DATA PROVIDED:

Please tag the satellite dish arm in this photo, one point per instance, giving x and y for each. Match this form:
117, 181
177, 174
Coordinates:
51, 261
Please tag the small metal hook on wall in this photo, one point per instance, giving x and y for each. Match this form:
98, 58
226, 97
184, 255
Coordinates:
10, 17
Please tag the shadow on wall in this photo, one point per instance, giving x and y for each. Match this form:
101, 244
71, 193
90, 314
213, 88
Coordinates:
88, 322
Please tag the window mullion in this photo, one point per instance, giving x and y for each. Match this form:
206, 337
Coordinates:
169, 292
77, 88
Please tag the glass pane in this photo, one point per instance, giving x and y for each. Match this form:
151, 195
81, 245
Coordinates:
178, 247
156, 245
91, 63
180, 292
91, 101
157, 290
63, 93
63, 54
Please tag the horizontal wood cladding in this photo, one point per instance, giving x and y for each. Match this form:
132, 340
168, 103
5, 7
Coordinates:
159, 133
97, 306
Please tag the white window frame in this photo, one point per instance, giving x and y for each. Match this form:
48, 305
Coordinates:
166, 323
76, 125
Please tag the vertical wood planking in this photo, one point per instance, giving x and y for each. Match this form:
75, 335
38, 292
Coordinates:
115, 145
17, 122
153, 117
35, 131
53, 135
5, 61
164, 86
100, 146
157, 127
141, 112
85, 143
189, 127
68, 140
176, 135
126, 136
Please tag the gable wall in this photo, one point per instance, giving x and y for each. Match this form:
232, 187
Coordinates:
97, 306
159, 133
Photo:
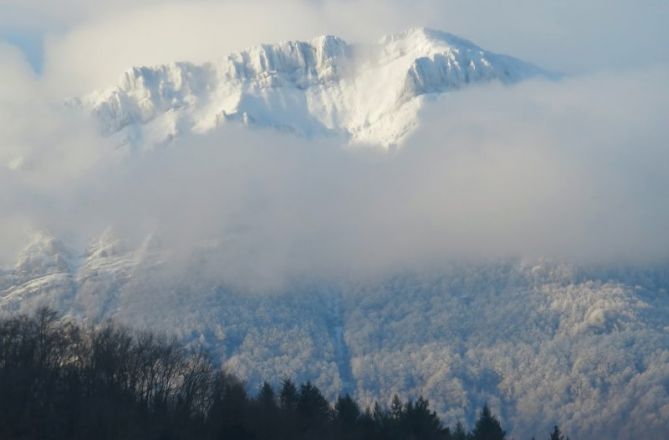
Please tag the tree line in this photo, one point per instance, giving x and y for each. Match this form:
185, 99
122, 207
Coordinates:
61, 380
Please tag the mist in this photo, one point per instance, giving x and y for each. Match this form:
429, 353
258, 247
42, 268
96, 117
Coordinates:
575, 169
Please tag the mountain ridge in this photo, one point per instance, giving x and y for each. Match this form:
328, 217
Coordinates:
364, 94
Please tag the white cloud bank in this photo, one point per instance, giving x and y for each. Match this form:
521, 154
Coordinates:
576, 169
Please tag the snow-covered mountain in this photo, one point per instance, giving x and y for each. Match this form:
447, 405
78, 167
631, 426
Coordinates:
541, 342
368, 94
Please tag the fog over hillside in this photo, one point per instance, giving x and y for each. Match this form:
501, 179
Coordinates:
407, 214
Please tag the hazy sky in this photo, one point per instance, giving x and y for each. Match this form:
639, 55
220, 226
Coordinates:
577, 169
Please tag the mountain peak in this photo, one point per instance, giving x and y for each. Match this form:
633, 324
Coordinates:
322, 87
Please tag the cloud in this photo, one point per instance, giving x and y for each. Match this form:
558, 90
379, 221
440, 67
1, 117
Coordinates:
574, 169
89, 43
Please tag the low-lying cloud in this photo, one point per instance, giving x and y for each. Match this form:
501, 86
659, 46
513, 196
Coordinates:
576, 169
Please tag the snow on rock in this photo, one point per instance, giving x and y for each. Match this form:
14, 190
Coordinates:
366, 94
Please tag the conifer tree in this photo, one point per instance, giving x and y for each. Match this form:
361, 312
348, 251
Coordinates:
488, 427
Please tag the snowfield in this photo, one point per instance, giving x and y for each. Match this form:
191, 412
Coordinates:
365, 94
543, 341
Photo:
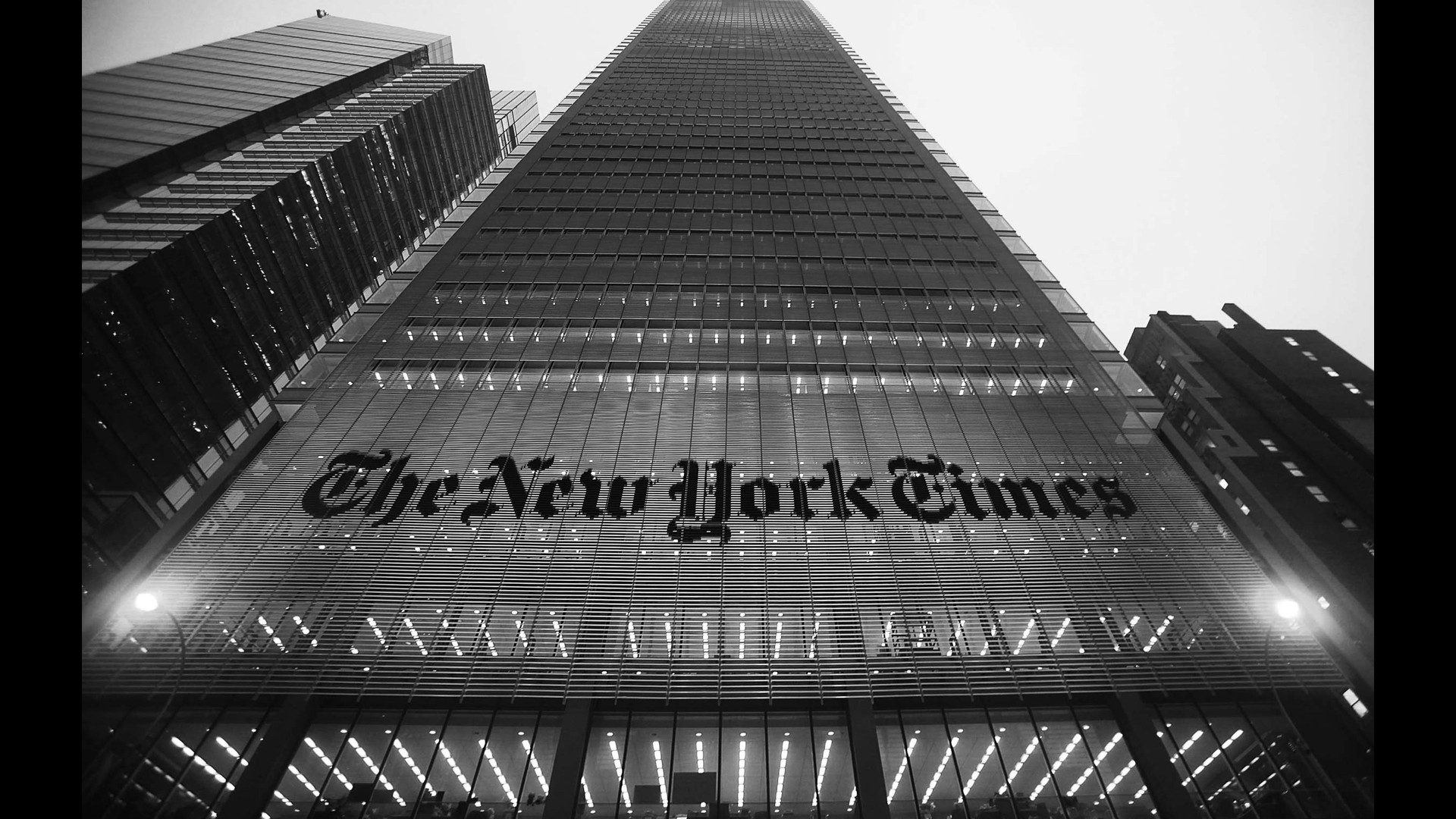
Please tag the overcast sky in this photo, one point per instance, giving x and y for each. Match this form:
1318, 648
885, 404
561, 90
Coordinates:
1156, 155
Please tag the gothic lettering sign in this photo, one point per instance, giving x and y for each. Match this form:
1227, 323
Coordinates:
707, 496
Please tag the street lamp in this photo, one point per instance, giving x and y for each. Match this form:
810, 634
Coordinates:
149, 602
1288, 611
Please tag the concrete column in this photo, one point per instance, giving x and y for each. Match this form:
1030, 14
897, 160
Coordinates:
870, 771
275, 749
571, 761
1136, 723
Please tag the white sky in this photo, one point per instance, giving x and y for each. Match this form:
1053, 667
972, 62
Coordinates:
1158, 156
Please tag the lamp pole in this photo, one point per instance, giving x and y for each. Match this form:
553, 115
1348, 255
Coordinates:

STATED GOAL: Output only the lines from the one that contains "Please tag the cloud" to the end of the entries above, both end lines included, and drop the pictures.

ANSWER TO THIS PROBLEM:
Please tag the cloud in this photo, one point per instance, giving x and y for each. Match this form:
558, 90
379, 221
440, 67
1, 117
Coordinates:
574, 169
89, 43
Please tag the low-lying cloud in this photo, one point per instance, giving x and y for each. Match this form:
501, 86
659, 46
513, 196
Coordinates:
576, 169
Please tag the snow on rock in this photo, one point per instance, giving x and y for each. Match this form:
14, 190
Coordinates:
366, 94
Please tag the conifer tree in this photo, one point per instance, giving x and y for each. Match this form:
361, 312
348, 251
Coordinates:
488, 427
Please tag the snowfield in this photo, one point per instance, giving x and y for each. Match this form:
191, 412
Coordinates:
365, 94
543, 341
Photo:
Please tag the overcast sky in this photo, one point per instance, giving x and y for each. Match this form:
1318, 648
885, 404
561, 90
Coordinates:
1156, 155
Please tag the gothic lettering sign in this photo, one point per instance, giving x and y for each. Match this form:
1227, 323
Coordinates:
707, 496
Please tag the street lamp in this photo, one point per instance, giving x and y for each. Match this form:
810, 634
Coordinates:
149, 602
1288, 611
Please tag the concrete column in this photo, one point per instance, giving x and y for each. Match this form:
1030, 14
897, 160
Coordinates:
870, 771
275, 749
571, 761
1136, 723
Please tag the white sky in this photo, one point per instance, giving x and y for each. Match this form:
1053, 667
972, 62
Coordinates:
1158, 156
Please tag the lamp pole in this photo, one point per instance, giving x and y for each. Match this form:
553, 115
1348, 255
Coordinates:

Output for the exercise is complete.